───── SUPPLIED RECORDS
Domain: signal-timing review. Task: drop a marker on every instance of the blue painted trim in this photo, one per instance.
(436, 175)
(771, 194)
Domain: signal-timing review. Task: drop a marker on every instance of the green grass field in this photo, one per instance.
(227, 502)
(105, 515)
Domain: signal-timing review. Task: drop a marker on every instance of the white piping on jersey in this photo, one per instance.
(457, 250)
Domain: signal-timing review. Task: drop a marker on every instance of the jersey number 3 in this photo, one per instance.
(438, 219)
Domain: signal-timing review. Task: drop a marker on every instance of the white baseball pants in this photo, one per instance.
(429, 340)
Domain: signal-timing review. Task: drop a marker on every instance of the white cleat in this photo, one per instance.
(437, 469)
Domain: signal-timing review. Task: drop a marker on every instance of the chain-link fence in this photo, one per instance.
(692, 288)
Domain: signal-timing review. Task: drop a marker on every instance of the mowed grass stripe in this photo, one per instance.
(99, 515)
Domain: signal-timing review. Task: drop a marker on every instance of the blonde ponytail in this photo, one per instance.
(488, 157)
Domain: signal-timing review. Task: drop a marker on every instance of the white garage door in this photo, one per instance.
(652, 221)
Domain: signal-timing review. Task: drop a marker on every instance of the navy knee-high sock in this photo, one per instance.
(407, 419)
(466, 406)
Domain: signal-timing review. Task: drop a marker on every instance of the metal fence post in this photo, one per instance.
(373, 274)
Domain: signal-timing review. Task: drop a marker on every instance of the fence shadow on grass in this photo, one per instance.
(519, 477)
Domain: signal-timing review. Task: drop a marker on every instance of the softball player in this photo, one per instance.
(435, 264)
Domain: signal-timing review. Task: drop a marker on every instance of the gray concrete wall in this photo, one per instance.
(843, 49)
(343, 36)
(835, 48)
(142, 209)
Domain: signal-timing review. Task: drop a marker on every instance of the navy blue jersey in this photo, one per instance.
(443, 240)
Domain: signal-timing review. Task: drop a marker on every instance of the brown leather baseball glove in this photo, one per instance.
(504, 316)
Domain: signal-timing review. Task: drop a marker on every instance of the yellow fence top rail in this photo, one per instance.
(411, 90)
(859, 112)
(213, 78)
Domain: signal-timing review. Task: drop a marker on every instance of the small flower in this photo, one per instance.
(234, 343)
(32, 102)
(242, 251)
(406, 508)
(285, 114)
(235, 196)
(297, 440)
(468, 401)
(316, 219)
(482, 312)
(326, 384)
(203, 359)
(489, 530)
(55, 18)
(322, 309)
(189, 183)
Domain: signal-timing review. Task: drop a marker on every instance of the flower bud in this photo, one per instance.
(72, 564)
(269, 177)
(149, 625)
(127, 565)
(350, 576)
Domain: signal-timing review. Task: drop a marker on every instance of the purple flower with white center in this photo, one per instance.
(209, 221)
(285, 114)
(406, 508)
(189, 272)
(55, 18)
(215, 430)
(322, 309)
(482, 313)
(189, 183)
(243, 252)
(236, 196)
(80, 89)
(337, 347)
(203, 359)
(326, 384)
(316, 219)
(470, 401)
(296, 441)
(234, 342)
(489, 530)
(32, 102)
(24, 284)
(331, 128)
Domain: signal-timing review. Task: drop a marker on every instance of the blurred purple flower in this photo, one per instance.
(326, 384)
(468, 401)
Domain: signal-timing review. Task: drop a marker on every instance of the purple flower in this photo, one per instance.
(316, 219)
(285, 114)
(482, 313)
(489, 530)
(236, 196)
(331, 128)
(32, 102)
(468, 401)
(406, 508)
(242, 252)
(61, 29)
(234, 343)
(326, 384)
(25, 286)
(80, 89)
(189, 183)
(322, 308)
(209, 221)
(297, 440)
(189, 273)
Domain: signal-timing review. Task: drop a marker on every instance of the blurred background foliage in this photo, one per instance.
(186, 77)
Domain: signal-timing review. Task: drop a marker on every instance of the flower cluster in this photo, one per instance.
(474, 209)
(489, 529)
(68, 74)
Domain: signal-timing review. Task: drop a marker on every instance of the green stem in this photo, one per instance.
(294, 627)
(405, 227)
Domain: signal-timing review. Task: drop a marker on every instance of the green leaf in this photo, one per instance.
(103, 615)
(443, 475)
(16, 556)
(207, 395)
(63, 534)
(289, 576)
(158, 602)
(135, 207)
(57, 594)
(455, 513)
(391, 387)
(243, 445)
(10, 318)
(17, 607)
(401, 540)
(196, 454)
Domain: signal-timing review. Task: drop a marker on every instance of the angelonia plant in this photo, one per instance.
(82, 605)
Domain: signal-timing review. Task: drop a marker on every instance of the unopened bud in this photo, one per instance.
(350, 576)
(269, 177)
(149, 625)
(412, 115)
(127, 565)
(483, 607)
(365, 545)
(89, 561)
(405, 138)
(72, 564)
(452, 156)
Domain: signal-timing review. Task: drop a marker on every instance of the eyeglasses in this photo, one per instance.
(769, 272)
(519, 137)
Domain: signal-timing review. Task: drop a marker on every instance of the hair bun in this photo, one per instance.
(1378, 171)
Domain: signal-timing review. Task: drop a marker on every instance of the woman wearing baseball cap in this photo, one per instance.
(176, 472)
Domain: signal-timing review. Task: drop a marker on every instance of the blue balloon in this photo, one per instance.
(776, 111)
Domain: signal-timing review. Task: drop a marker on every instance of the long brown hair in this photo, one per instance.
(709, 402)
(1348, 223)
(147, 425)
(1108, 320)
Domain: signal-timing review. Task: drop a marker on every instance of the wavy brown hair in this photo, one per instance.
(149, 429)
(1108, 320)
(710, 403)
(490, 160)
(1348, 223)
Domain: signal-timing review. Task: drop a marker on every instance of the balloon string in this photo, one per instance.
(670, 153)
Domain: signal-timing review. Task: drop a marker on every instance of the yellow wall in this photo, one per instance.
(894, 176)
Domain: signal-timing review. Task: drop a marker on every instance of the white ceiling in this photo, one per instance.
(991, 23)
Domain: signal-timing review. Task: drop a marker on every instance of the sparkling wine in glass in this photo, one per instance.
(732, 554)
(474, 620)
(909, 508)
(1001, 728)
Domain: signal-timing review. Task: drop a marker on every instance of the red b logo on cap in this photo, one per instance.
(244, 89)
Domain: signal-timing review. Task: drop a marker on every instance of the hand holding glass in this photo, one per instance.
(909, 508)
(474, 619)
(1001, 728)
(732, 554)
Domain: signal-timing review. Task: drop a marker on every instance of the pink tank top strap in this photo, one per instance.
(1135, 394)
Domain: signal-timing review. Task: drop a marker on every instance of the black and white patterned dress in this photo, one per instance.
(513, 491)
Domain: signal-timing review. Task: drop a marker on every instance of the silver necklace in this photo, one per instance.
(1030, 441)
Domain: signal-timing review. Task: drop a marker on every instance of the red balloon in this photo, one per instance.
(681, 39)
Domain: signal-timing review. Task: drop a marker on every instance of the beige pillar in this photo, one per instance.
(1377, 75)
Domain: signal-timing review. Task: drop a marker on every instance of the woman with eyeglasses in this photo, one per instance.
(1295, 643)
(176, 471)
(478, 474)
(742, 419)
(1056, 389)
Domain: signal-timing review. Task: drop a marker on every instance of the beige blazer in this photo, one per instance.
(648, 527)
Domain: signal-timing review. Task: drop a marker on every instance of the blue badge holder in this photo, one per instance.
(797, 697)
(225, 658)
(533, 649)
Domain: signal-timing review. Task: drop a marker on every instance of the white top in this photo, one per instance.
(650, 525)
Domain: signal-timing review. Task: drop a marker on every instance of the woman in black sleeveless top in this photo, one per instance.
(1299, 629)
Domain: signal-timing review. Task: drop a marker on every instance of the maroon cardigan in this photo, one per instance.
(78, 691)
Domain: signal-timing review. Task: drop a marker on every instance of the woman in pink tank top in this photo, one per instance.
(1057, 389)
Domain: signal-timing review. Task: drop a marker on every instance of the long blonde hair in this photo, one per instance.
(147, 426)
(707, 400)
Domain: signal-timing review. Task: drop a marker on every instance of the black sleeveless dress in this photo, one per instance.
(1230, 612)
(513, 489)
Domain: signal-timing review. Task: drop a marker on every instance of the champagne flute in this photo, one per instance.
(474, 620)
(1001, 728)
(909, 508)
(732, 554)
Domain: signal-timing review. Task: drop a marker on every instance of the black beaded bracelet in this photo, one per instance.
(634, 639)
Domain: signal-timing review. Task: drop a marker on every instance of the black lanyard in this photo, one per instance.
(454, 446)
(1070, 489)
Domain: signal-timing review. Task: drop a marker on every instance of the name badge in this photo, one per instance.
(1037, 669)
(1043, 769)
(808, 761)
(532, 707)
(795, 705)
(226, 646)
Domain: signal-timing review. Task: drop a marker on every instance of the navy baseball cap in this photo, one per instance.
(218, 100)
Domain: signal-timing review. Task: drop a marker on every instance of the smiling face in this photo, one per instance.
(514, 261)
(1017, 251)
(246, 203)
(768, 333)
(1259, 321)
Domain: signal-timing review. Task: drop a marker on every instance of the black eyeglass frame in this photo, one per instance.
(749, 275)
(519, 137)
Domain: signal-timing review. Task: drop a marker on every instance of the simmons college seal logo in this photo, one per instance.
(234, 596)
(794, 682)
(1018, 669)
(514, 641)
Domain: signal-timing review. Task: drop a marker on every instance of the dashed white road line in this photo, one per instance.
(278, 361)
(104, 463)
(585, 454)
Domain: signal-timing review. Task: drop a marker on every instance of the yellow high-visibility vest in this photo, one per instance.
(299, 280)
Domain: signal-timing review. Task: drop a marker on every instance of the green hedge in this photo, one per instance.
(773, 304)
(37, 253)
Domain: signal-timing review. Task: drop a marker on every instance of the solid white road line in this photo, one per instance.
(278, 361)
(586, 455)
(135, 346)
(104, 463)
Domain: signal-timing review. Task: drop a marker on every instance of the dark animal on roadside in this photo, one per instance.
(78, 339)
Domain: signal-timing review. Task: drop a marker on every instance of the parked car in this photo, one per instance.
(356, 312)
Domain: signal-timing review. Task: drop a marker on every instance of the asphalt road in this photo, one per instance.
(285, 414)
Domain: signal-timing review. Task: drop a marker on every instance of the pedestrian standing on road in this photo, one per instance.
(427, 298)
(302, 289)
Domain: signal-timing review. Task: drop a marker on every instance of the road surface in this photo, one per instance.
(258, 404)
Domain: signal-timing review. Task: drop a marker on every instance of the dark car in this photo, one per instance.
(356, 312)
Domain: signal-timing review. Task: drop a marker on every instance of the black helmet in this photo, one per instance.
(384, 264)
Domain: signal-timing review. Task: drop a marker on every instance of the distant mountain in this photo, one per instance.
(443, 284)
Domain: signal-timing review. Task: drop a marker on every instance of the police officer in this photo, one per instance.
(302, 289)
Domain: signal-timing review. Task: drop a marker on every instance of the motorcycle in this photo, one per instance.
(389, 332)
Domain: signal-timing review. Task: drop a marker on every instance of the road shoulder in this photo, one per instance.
──────────
### TASK STATEMENT
Starting with the line that contains "helmet in this photo, one per instance.", return each line through the last one of the data above, exactly as written and nothing more.

### RESPONSE TO THIS TASK
Domain: signal-timing review. Task: drop a marker on every instance of the black helmet in this photo, one per instance.
(384, 264)
Domain: signal-timing review. Task: drop a marker on every instance of the distant mountain in this photo, one per instance.
(443, 284)
Domain: signal-timing review. Task: drop a marker on every instance of the police officer in this photo, one per instance.
(302, 289)
Domain: signal-timing review. Task: drop a marker on every instance of the motorcycle in this photo, one per instance.
(389, 332)
Domain: signal-timing review. Task: drop a marker on every instance of the road shoulder in this photo, one per instance.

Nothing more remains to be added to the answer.